(EXERCISE TASK)
Retype every one of the entries below word for word, without changing anything.
[START DATA LISTING]
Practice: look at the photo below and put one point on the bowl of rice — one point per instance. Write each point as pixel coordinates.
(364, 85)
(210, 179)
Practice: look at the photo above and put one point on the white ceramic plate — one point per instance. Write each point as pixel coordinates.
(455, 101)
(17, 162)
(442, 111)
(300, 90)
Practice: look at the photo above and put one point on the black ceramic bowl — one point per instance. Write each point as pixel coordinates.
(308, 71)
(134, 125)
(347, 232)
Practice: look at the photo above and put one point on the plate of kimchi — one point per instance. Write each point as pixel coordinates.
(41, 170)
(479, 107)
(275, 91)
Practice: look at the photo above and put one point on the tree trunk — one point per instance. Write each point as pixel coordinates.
[END DATA LISTING]
(WRITTEN RESPONSE)
Practice: look at the photo below and put one point on the bowl of rice — one point per instance. Write each point as pixel coordinates.
(364, 85)
(210, 179)
Practice: look at the photo above and put one point on the white ceramic plate — one point per instance. Write each point as pixel coordinates.
(455, 101)
(17, 162)
(442, 111)
(300, 90)
Practice: look at the photo above and put one point on the black ceramic bowl — one point per instance. Write each point as pixel coordinates.
(308, 71)
(134, 125)
(347, 232)
Practice: look at the photo above and put one point on the plate of kimchi — one point per instance. Write each point as pixel coordinates.
(41, 170)
(479, 107)
(275, 91)
Practice: look at the photo above and put one point on the tree trunk — one point per instance. Write each point as pixel coordinates.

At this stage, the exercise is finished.